Goal |
Everything from the line holding "Practice step: put one dot on every instance of the driftwood" through the last line below must be repeated exactly, and nothing else.

Extracted material |

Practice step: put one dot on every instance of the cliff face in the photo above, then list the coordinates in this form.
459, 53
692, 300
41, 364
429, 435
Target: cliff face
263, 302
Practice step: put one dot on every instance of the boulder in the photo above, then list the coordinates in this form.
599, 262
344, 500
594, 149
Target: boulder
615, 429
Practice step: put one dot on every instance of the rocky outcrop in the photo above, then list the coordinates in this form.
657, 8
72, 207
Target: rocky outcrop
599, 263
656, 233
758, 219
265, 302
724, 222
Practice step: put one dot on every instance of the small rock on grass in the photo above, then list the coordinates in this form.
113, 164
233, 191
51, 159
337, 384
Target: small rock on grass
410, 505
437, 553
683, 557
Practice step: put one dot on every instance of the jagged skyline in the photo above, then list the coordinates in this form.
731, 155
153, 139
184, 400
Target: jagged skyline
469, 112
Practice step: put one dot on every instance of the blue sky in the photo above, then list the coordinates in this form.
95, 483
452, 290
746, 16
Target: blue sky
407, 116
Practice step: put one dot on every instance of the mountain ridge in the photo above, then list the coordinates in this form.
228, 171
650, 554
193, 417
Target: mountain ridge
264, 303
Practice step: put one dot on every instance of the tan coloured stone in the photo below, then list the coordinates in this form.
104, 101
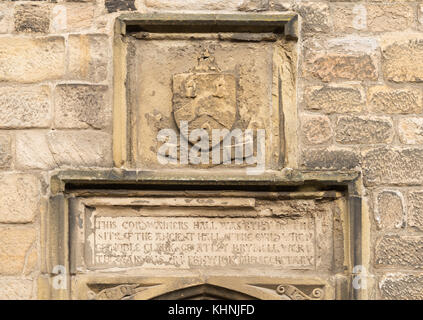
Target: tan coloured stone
25, 107
399, 57
410, 130
315, 16
400, 251
19, 198
31, 60
88, 57
382, 99
194, 4
415, 210
394, 165
15, 289
390, 210
316, 129
334, 99
81, 106
47, 150
333, 66
389, 17
400, 286
32, 18
15, 242
363, 130
332, 158
5, 151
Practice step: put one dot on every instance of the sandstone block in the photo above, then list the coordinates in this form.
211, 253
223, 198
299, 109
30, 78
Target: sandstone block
81, 106
334, 99
316, 129
15, 242
19, 198
88, 57
25, 107
400, 251
399, 166
31, 60
363, 130
382, 99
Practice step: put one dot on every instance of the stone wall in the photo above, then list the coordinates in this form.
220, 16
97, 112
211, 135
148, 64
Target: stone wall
359, 99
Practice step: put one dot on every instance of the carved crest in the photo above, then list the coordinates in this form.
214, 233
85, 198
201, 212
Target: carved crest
205, 97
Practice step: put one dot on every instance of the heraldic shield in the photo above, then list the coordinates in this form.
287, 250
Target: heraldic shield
205, 98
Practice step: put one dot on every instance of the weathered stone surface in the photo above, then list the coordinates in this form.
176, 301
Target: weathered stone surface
410, 130
194, 4
330, 158
81, 106
315, 16
390, 212
363, 130
382, 99
415, 210
72, 16
316, 129
400, 286
120, 5
81, 148
15, 289
42, 150
15, 242
393, 166
5, 150
19, 198
389, 17
399, 56
32, 18
88, 57
31, 60
332, 67
400, 251
334, 99
25, 107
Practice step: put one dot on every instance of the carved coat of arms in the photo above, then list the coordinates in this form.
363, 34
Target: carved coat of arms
205, 97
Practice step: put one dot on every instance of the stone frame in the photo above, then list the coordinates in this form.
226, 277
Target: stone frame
66, 185
124, 137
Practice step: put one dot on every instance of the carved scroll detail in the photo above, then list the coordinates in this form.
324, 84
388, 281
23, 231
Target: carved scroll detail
296, 294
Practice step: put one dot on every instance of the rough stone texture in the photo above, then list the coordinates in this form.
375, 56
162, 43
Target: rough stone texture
399, 56
389, 17
393, 166
54, 149
32, 18
363, 130
334, 99
88, 57
19, 198
400, 251
330, 158
26, 107
415, 210
390, 213
316, 129
400, 286
5, 151
15, 242
382, 99
315, 16
81, 106
31, 60
411, 130
343, 67
194, 4
15, 289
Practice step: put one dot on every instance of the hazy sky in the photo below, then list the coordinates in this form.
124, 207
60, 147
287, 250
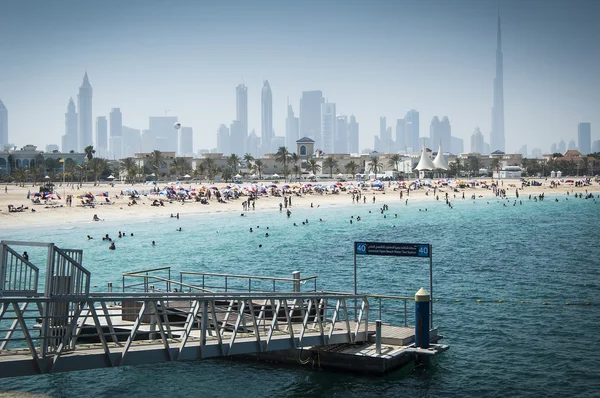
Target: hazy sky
372, 58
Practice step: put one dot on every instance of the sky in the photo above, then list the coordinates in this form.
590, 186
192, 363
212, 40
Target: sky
372, 58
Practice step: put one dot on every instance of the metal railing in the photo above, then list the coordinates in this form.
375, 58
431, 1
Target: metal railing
148, 328
245, 283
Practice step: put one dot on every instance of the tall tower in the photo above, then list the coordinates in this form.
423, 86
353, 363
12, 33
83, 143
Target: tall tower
3, 125
267, 117
241, 107
310, 116
84, 104
70, 139
291, 129
497, 141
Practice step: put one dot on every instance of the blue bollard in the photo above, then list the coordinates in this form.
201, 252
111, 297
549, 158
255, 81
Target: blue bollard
422, 303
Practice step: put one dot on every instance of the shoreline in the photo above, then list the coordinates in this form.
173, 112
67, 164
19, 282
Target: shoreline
120, 210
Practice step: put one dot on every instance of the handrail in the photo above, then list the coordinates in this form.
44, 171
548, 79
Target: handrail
249, 276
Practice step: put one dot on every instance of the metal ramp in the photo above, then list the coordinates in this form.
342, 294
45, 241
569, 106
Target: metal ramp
64, 327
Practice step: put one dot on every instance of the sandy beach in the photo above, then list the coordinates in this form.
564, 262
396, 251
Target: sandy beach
57, 212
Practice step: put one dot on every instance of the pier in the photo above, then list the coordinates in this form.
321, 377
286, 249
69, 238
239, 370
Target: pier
59, 325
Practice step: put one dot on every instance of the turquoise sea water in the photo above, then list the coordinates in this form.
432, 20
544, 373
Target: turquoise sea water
524, 255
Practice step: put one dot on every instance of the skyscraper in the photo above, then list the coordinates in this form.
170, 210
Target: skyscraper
101, 137
310, 116
353, 135
241, 108
400, 136
70, 139
223, 139
584, 138
116, 133
411, 130
497, 141
477, 142
84, 105
3, 125
340, 144
186, 141
291, 130
328, 126
266, 102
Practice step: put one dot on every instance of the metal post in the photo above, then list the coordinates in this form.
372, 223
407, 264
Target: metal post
355, 286
296, 277
378, 336
430, 287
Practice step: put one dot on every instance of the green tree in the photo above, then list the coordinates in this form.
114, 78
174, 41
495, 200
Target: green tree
258, 167
394, 161
351, 167
330, 163
157, 160
89, 152
234, 162
97, 166
375, 165
313, 166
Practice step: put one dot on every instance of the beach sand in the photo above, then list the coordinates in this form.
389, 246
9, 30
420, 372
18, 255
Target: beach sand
60, 214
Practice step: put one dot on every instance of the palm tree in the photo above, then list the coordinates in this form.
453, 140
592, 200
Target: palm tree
351, 167
97, 166
248, 159
282, 156
313, 166
375, 165
234, 162
129, 167
394, 161
157, 160
330, 163
258, 167
89, 152
180, 165
210, 167
495, 165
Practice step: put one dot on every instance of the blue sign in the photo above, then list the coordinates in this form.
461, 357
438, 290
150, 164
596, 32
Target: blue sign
393, 249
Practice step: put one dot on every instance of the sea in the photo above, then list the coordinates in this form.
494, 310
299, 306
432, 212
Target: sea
515, 288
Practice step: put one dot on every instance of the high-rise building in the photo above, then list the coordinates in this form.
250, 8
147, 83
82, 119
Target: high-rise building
291, 129
266, 101
71, 137
116, 133
411, 129
457, 145
353, 135
341, 140
237, 139
584, 138
165, 135
3, 125
101, 137
445, 136
84, 106
241, 108
435, 133
328, 128
310, 116
477, 142
497, 140
223, 139
186, 141
400, 136
131, 142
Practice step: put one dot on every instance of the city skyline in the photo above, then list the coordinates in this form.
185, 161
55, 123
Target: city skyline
546, 95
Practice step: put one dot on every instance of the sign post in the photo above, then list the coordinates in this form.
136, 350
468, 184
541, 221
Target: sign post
422, 250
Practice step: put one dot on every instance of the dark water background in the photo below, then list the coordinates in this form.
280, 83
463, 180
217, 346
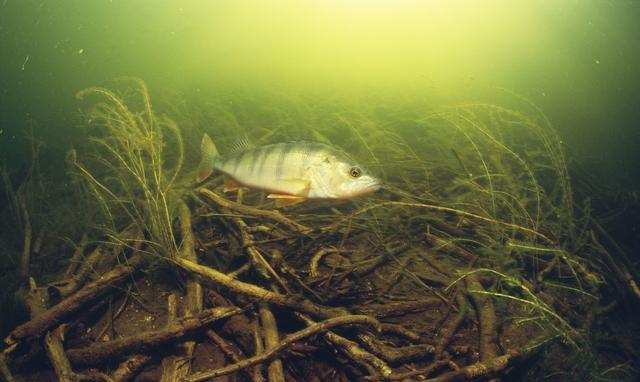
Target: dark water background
576, 60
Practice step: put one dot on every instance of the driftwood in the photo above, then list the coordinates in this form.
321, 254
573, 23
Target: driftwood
54, 341
269, 354
147, 341
209, 274
486, 369
130, 367
60, 312
487, 319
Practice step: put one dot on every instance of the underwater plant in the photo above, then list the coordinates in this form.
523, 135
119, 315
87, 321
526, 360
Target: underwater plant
136, 158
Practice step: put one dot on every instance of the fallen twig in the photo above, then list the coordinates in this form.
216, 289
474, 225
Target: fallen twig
58, 313
284, 344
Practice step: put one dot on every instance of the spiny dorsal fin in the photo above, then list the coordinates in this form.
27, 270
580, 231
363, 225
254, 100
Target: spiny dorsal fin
209, 153
242, 144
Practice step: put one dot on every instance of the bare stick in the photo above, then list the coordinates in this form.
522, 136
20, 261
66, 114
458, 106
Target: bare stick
284, 344
58, 313
486, 317
98, 352
26, 248
297, 303
271, 341
129, 368
55, 351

Exercise result |
Practice step: put one dot on every instance of the driftwood in the photo above, then list the coordinates in this form.
321, 254
573, 23
Target: driftwood
54, 341
269, 354
147, 341
209, 274
486, 369
130, 367
60, 312
487, 319
Practice step: put one dot on every instance of the underwater plant in the photo above, then list the coordinates in this form.
523, 135
119, 315
87, 321
526, 360
Target: underwater plant
136, 158
Practice step: put one dot on every instance of the fallen twig in the photo above, then list the coordinates in this form.
216, 289
474, 225
Target: fallen twig
58, 313
284, 344
Practice step: put one dot on every instance of the spiny dorsal fin in the photo above, then list the coordinates in this form.
27, 270
580, 231
363, 225
254, 100
Target: spiny dorsal fin
209, 153
242, 144
Practice step: put one dot on every instance of the bare stick in the photo above, then list the coordinates in this form.
522, 136
20, 261
66, 114
458, 106
Target: bare stick
284, 344
58, 313
486, 317
98, 352
26, 248
297, 303
271, 341
129, 368
55, 351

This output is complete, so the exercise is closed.